→ **Aufgabe**:
Tauschen Sie in allen Datensätzen „striped watermelon“ gegen „ripe pumpkin“ aus und geben Sie die Zeilen ansonsten unverändert wieder. Lassen Sie die Bilder in Ihrer Antwort weg.

→ **Eingabedaten**:

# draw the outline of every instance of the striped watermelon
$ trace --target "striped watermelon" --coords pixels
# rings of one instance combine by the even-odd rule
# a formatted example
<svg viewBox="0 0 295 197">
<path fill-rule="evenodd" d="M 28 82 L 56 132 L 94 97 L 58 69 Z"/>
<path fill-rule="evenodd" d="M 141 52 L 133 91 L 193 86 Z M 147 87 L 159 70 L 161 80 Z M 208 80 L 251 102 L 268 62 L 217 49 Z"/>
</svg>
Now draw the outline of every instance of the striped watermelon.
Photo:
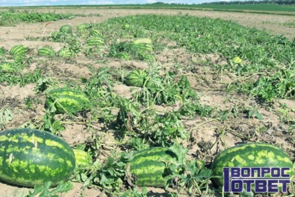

→ **Antwort**:
# draw the outline of every instance of the ripe pumpkin
$ trace --target "ripe pumpkin" --coords pixels
# rings of one instance combine by the even-odd rule
# a formatted example
<svg viewBox="0 0 295 197">
<path fill-rule="evenodd" d="M 28 82 L 56 132 L 94 97 L 58 69 Z"/>
<path fill-rule="evenodd" d="M 141 52 L 133 91 L 193 86 Z M 147 87 L 159 70 L 161 80 Z M 208 80 L 251 102 L 268 62 L 217 49 Z"/>
</svg>
Now draw the outline of every instance of the ripe pumpkin.
Photo:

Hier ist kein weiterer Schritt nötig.